----- INPUT MATERIAL -----

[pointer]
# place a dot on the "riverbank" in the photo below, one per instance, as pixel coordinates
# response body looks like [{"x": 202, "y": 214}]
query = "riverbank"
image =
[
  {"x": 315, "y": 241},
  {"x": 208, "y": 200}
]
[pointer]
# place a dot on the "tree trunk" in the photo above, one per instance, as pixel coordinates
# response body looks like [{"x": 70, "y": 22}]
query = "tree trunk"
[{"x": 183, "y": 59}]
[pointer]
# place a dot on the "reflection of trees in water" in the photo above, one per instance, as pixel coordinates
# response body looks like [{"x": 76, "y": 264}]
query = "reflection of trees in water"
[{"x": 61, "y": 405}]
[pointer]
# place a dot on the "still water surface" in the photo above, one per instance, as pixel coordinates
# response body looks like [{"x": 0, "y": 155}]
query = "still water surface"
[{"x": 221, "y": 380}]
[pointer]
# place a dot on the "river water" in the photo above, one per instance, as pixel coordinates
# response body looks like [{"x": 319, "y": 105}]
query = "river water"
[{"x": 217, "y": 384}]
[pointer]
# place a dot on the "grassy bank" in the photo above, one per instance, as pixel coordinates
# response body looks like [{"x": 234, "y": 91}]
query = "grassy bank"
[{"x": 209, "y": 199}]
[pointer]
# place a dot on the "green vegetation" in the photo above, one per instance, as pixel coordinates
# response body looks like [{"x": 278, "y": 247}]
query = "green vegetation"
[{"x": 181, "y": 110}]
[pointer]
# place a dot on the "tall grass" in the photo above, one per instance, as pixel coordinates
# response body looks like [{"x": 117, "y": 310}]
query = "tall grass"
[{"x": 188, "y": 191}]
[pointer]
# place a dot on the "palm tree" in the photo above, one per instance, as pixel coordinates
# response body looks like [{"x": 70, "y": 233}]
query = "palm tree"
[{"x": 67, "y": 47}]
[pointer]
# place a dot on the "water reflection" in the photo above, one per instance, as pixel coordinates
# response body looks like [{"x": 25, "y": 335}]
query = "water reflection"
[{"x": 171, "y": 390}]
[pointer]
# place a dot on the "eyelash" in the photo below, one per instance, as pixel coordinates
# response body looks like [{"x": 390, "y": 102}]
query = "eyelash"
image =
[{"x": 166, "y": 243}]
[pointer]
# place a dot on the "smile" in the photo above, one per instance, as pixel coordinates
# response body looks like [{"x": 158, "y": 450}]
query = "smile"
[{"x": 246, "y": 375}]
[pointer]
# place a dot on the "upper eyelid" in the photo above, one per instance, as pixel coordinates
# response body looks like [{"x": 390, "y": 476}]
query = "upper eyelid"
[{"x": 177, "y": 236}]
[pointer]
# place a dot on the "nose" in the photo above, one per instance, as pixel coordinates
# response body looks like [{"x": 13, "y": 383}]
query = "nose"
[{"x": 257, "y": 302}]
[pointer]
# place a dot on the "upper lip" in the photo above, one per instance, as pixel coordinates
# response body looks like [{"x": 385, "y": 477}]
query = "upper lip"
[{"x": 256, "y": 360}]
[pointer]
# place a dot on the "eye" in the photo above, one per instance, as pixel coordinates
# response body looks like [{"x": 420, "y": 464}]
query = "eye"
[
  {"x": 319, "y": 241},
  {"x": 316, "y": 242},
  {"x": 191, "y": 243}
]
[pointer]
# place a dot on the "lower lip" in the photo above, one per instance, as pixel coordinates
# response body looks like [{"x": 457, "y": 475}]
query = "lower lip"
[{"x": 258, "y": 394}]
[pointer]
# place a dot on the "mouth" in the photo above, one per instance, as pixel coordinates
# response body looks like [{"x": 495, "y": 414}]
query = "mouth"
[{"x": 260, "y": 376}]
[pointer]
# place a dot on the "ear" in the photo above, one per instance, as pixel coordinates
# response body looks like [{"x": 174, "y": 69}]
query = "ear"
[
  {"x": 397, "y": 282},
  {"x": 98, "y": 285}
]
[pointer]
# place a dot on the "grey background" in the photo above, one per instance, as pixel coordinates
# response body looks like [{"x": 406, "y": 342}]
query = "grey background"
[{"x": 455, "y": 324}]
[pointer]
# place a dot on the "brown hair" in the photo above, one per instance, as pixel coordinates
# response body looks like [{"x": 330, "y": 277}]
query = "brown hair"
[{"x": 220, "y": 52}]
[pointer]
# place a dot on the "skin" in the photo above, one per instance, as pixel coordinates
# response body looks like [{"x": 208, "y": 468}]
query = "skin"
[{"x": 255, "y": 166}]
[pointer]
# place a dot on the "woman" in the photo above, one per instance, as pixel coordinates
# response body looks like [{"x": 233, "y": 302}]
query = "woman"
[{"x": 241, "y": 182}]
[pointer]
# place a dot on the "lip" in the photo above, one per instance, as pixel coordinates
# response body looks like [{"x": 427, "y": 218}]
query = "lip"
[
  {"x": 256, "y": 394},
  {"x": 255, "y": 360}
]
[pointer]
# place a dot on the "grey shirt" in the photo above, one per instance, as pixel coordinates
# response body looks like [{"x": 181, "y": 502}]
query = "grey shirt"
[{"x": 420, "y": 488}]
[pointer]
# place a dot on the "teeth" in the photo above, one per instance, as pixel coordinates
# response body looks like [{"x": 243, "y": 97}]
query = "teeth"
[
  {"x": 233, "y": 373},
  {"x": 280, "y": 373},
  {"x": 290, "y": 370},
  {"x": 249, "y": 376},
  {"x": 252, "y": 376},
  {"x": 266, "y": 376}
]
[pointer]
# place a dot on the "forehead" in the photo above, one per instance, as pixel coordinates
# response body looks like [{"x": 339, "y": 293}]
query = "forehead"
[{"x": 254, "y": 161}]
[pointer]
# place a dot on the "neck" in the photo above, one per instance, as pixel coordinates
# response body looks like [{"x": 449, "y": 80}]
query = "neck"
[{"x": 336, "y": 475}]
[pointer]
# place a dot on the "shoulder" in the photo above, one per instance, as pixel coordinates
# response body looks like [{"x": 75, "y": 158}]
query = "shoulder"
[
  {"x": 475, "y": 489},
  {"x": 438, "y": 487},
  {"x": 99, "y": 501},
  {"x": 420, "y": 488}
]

-----

Return every entry exactly as given.

### [ANSWER TO THIS TASK]
[pointer]
# place a dot on the "riverbank" in the photo below, one per instance, as pixel coordinates
# response body looks like [{"x": 202, "y": 214}]
query = "riverbank"
image =
[
  {"x": 315, "y": 241},
  {"x": 208, "y": 200}
]
[pointer]
# place a dot on the "tree trunk" in the photo above, one per instance, as pixel coordinates
# response body looks like [{"x": 70, "y": 22}]
query = "tree trunk"
[{"x": 183, "y": 59}]
[pointer]
# place a dot on the "reflection of trees in water" in the photo above, one per instance, as pixel coordinates
# response body looks like [{"x": 76, "y": 264}]
query = "reflection of trees in water"
[{"x": 61, "y": 405}]
[pointer]
# place a dot on the "still water surface" in the photo above, one per instance, as pixel coordinates
# response body looks like [{"x": 0, "y": 155}]
query = "still water surface"
[{"x": 221, "y": 380}]
[pointer]
# place a dot on the "river water" in the photo above, one per instance, as pixel coordinates
# response body looks like [{"x": 319, "y": 105}]
query = "river water"
[{"x": 217, "y": 384}]
[pointer]
# place a dot on the "grassy bank" in the photo above, one per instance, as pixel coordinates
# response body looks like [{"x": 234, "y": 91}]
query = "grassy bank"
[{"x": 209, "y": 199}]
[pointer]
# place a dot on the "green vegetation" in the photo above, one per instance, as pixel coordinates
# response body looks like [{"x": 278, "y": 247}]
query = "green vegetation"
[{"x": 181, "y": 110}]
[pointer]
# place a dot on the "tall grass" in the photo above, one per instance, as pixel coordinates
# response body looks like [{"x": 117, "y": 310}]
query = "tall grass"
[{"x": 188, "y": 191}]
[pointer]
# place a dot on the "palm tree" in the photo above, one per instance, as pixel coordinates
# response body looks like [{"x": 70, "y": 233}]
query = "palm tree"
[{"x": 67, "y": 47}]
[pointer]
# place a dot on the "water reflection" in the photo above, one per instance, as pixel coordinates
# response body looks like [{"x": 25, "y": 335}]
query = "water reflection"
[{"x": 171, "y": 390}]
[pointer]
# place a dot on the "eyelash" in the photo below, one per instance, as pixel coordinates
# response body looks like [{"x": 390, "y": 102}]
query = "eyelash"
image =
[{"x": 166, "y": 243}]
[pointer]
# place a dot on the "smile" in the photo above, one per instance, as pixel coordinates
# response body looks like [{"x": 158, "y": 450}]
query = "smile"
[{"x": 246, "y": 375}]
[pointer]
# place a dot on the "upper eyelid" in the photo above, one per instance, as pixel coordinates
# response body looks like [{"x": 390, "y": 476}]
query = "upper eyelid"
[{"x": 177, "y": 236}]
[pointer]
# place a dot on the "nose" in the photo above, one per instance, as pixel coordinates
# response body looks like [{"x": 13, "y": 383}]
query = "nose"
[{"x": 257, "y": 302}]
[pointer]
# place a dot on the "upper lip" in the photo above, one per instance, as pixel coordinates
# response body looks like [{"x": 385, "y": 477}]
query = "upper lip"
[{"x": 256, "y": 360}]
[pointer]
# place a dot on the "eye" in the photo above, one per instance, as pixel coordinates
# response body looks like [{"x": 420, "y": 464}]
query = "eye"
[
  {"x": 319, "y": 241},
  {"x": 316, "y": 242},
  {"x": 191, "y": 243}
]
[pointer]
# place a dot on the "lower lip" in the photo above, one per instance, as pixel coordinates
# response body looks like [{"x": 457, "y": 475}]
query = "lower lip"
[{"x": 258, "y": 394}]
[pointer]
# place a dot on the "mouth" in the photo above, one per instance, as pixel coordinates
# response body looks like [{"x": 495, "y": 414}]
query = "mouth"
[{"x": 260, "y": 376}]
[pointer]
# place a dot on the "ear" in the photo above, one per instance, as pixel coordinates
# response body looks like [{"x": 174, "y": 69}]
query = "ear"
[
  {"x": 397, "y": 282},
  {"x": 98, "y": 285}
]
[pointer]
# place a dot on the "grey background" in the photo above, one per instance, as pixel coordinates
# response body looks like [{"x": 406, "y": 342}]
query = "grey background"
[{"x": 455, "y": 324}]
[pointer]
# place a dot on the "brown hair" in the photo above, one per instance, as pixel coordinates
# response body looks like [{"x": 330, "y": 277}]
query = "brown hair"
[{"x": 220, "y": 52}]
[pointer]
# place a dot on the "skin" in the photo above, one per instance, as pixel coordinates
# response body looks like [{"x": 208, "y": 468}]
query = "skin"
[{"x": 255, "y": 166}]
[pointer]
# place a dot on the "woman" in the photo above, one per instance, as pixel coordinates
# response body looks like [{"x": 233, "y": 302}]
query = "woman"
[{"x": 241, "y": 182}]
[pointer]
# place a dot on the "lip" in the photo above, one per instance, as pixel coordinates
# response body looks like [{"x": 427, "y": 218}]
query = "lip"
[
  {"x": 256, "y": 394},
  {"x": 255, "y": 360}
]
[pointer]
# place a dot on the "grey shirt" in the photo above, one per instance, as pixel coordinates
# response body looks like [{"x": 181, "y": 502}]
query = "grey shirt"
[{"x": 420, "y": 488}]
[pointer]
# place a dot on the "teeth" in the photo above, one per instance, as pixel coordinates
# response body looks like [{"x": 243, "y": 97}]
query = "teeth"
[
  {"x": 233, "y": 373},
  {"x": 280, "y": 373},
  {"x": 290, "y": 370},
  {"x": 249, "y": 376},
  {"x": 252, "y": 376},
  {"x": 266, "y": 376}
]
[pointer]
# place a dot on the "forehead" in the photo above, one per instance, as pixel coordinates
# response body looks like [{"x": 339, "y": 293}]
query = "forehead"
[{"x": 254, "y": 161}]
[pointer]
# place a dot on the "neck" in the photo above, one per instance, as pixel coordinates
# response body looks like [{"x": 449, "y": 80}]
query = "neck"
[{"x": 336, "y": 475}]
[pointer]
# place a dot on the "shoulder" in the photo above, one per instance, as pixel coordinates
# response body looks like [{"x": 75, "y": 158}]
query = "shoulder"
[
  {"x": 475, "y": 489},
  {"x": 438, "y": 487},
  {"x": 99, "y": 501},
  {"x": 420, "y": 488}
]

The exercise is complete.